Getting to work one morning to hear a colleague had come off his bike on the way in. After being hit by a car, his first thought wasn’t that he might be hurt, but that he was going to get fired for being late.
Realising people I respected were aiming for a big flat in a posh area, rather than a feeling of community.
Being told, when I quit a volunteering role at a Major Art Institution, that ‘if you love this work enough you’ll do it for free’.
Telling jobs that I could no longer afford to stay in London and would be leaving - them responding by asking for the design files that would allow them to continue my work without me.
That one job where the cleaners, gallery staff, and zero hour contracted workers ate in the windowless basement, and the (all white) learning team ate in the swish library.
On a lockdown walk I told my housemate that I was thinking of leaving London. I was starting to feel like I was always the ridesmaid (workshop assistant) and never the bride (artist) and I couldn’t see a future in London where that would change. She surprised me by telling me that it made total sense; she’d watched over the years as I’d repeatedly climbed the same ladder and gotten pushed off of each rung.

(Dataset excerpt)
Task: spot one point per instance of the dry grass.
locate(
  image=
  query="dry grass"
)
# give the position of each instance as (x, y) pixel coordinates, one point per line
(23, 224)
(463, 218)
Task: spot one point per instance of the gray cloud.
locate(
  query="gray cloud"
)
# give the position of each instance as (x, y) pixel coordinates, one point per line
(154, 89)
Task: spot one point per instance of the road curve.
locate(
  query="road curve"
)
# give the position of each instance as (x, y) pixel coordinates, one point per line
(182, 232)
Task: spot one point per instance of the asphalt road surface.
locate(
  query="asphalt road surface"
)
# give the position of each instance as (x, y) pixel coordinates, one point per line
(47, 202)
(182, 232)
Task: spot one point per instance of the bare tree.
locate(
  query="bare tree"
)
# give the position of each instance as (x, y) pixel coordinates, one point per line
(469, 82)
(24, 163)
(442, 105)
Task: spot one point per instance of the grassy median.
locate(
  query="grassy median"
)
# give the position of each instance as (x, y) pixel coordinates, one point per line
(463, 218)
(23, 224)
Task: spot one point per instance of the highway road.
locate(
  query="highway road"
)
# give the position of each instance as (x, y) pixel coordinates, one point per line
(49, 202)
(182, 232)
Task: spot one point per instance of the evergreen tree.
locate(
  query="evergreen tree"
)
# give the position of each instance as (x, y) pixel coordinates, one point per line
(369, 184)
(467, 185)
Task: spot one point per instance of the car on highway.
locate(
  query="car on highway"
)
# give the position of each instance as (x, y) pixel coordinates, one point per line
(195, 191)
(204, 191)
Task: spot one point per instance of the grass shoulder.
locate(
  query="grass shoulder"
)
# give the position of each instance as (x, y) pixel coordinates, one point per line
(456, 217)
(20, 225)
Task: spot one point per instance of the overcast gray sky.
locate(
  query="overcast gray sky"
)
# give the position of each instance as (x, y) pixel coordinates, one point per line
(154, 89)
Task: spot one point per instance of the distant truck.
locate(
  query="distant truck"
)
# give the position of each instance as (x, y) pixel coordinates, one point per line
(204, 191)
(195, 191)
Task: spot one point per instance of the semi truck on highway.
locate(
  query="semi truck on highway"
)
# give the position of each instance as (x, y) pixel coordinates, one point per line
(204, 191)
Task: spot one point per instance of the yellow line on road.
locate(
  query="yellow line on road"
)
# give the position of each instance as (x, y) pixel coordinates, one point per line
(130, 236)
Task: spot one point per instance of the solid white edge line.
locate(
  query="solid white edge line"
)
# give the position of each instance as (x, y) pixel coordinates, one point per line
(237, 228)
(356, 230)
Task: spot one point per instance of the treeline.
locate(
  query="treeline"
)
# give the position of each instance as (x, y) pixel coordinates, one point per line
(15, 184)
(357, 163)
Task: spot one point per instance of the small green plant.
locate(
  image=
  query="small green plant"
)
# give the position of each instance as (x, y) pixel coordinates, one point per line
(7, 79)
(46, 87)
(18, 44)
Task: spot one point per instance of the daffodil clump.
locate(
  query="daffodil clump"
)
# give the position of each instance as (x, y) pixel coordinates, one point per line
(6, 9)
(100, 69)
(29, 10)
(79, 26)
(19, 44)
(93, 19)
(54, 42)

- _Set task A_
In the excerpt on leaving London, what was the colleague's first thought after being hit by a car?
- _Set task B_
Please quote the excerpt on leaving London between "Realising people I" and "work without me.", inclusive.
This material has no connection to the excerpt on leaving London.

- _Final answer A_
That he was going to get fired for being late.

- _Final answer B_
Realising people I respected were aiming for a big flat in a posh area, rather than a feeling of community.
Being told, when I quit a volunteering role at a Major Art Institution, that ‘if you love this work enough you’ll do it for free’.
Telling jobs that I could no longer afford to stay in London and would be leaving - them responding by asking for the design files that would allow them to continue my work without me.